• _Consigne_
Recopiez sans rien changer le passage de l'extrait sur l'exposition Delacroix qui commence à « En ce magnifique » et se termine à « avril/juillet 🙂 ). », s'il vous plaît.

• _Extrait de page_

· · · · ·

En ce magnifique dimanche d’avril/juillet, où la chaleur faisait comme un écrin à la (relative) vacuité de la ville due aux vacances, quel plaisir de s’acheminer vers ce bon vieux Musée du Louvre, déserté par les autochtones et encore peu envahi par les touristes (qui n’ont pas compris que nous étions déjà en avril/juillet 🙂 ).
Surtout que cette intelligente institution nous appâtait avec une imposante exposition sur Eugène Delacroix, peintre si vu et revu par fragments que nous n’arrivons plus à nous en faire une image d’ensemble claire (en tout cas cela vaut pour moi).
L’exposition nous rappelle dès le départ un contexte intéressant à avoir en tête. L’artiste, fils d’un grand notable (ambassadeur et préfet), perd ses deux parents prématurément, son père en 1805 et sa mère en 1814, ce dernier décès laissant la famille ruinée et sans rang. De là naîtra l’acharnement de ce jeune homme à réussir dans la peinture ; avec des auspices favorables, puisque les grands ténors de la peinture, Jacques-Louis David (exilé en 1815) et Théodore Géricault (mort en 1824) ont laissé la place.
Je n’ai pas ici l’intention d’illustrer pas à pas une biographie de ce peintre ; sachez simplement qu’il n’a voyagé qu’en Europe (mais pas en Italie), à l’exception d’un voyage de six mois au Maghreb en 1832, ce qui l’influencera fortement en accentuant sa veine orientaliste. Et également qu’il va chercher ses amis hors du cercle des peintres : Alexandre Dumas, George Sand, Alfred Chopin et Adolphe Thiers (homme politique) font partie de ses proches.

· · · · ·

• _Lignes fournies_
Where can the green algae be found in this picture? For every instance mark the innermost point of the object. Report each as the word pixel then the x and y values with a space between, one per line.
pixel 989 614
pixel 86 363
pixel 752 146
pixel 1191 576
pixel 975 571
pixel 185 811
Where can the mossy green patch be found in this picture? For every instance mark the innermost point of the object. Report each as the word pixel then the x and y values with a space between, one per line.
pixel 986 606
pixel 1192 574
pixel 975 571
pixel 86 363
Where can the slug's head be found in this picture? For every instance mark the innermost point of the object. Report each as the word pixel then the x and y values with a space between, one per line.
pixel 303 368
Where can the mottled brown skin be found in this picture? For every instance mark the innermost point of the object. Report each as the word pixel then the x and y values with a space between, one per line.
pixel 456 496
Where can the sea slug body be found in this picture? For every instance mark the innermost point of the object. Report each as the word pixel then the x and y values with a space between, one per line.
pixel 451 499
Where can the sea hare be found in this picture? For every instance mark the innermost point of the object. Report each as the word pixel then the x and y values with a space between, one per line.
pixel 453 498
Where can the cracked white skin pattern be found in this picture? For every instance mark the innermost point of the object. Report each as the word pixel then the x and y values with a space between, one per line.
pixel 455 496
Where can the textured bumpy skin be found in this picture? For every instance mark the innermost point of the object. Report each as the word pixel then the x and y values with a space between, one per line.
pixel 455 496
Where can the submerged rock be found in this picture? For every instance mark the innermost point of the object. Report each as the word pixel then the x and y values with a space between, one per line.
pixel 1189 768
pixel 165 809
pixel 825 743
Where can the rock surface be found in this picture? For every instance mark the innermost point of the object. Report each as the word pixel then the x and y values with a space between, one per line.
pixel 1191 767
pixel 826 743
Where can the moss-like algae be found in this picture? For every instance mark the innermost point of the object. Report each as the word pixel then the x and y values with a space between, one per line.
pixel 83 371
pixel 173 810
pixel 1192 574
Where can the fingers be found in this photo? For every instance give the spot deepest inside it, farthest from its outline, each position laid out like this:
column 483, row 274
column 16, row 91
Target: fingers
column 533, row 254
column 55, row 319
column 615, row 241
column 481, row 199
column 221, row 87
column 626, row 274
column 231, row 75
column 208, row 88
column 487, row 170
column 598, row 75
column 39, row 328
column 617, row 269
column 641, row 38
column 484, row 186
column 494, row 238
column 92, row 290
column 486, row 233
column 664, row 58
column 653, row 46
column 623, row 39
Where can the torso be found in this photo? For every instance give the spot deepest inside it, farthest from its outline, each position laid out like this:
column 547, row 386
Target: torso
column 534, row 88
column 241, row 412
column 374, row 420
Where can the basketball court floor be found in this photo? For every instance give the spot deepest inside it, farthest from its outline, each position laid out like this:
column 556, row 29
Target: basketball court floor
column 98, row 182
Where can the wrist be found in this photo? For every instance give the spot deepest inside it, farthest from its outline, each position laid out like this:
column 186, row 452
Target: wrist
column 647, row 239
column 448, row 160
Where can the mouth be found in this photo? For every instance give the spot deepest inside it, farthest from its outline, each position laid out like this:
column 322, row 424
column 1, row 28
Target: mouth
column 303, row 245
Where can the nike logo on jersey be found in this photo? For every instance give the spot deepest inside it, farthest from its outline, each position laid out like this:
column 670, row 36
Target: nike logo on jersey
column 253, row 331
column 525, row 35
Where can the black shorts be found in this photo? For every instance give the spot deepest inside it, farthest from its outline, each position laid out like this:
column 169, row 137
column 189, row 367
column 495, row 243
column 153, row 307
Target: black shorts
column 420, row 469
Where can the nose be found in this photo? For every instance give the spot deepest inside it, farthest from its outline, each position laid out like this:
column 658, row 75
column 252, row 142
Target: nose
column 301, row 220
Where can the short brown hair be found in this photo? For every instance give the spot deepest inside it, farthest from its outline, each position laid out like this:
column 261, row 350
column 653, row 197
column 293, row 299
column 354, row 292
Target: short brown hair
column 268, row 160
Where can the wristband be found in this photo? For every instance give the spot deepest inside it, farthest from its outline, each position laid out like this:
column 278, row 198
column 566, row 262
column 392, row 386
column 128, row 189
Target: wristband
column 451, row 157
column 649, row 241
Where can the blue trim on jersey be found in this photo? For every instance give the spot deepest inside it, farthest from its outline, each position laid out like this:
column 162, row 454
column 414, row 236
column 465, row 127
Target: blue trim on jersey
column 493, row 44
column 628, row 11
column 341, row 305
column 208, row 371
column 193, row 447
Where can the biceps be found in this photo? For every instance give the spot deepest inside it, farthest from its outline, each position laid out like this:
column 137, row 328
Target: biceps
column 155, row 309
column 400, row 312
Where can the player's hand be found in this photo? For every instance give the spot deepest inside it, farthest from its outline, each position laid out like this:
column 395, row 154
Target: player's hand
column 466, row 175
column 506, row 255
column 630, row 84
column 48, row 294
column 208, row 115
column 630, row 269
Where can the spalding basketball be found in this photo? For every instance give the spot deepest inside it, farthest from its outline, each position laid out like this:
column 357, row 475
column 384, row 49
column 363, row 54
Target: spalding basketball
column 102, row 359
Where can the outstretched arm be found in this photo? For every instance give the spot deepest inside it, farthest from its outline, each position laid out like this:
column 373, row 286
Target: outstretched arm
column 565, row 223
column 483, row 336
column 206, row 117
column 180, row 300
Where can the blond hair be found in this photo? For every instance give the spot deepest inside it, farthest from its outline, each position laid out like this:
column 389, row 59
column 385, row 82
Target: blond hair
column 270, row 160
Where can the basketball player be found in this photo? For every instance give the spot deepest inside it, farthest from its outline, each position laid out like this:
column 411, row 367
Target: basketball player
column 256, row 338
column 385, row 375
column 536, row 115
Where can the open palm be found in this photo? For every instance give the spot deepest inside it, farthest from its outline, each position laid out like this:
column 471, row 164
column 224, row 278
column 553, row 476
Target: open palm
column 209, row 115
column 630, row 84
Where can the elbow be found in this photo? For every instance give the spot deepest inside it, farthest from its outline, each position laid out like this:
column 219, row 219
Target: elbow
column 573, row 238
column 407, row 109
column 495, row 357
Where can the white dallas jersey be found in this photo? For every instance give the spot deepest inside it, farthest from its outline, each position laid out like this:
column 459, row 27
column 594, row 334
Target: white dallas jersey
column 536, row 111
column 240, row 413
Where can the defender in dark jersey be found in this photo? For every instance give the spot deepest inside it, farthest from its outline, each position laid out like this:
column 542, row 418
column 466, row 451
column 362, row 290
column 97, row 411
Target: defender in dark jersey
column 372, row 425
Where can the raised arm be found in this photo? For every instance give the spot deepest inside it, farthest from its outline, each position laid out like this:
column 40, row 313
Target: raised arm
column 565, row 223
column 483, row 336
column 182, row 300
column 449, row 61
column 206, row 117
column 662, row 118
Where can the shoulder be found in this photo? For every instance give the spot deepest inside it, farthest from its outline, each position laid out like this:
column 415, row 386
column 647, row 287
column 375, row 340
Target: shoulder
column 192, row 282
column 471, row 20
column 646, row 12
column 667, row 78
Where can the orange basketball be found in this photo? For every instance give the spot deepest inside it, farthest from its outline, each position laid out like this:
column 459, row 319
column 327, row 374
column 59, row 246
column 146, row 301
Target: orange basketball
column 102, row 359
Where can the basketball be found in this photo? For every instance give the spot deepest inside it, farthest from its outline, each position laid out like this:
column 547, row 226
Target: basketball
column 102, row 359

· · · · ·

• _Corrigé_
En ce magnifique dimanche d’avril/juillet, où la chaleur faisait comme un écrin à la (relative) vacuité de la ville due aux vacances, quel plaisir de s’acheminer vers ce bon vieux Musée du Louvre, déserté par les autochtones et encore peu envahi par les touristes (qui n’ont pas compris que nous étions déjà en avril/juillet 🙂 ).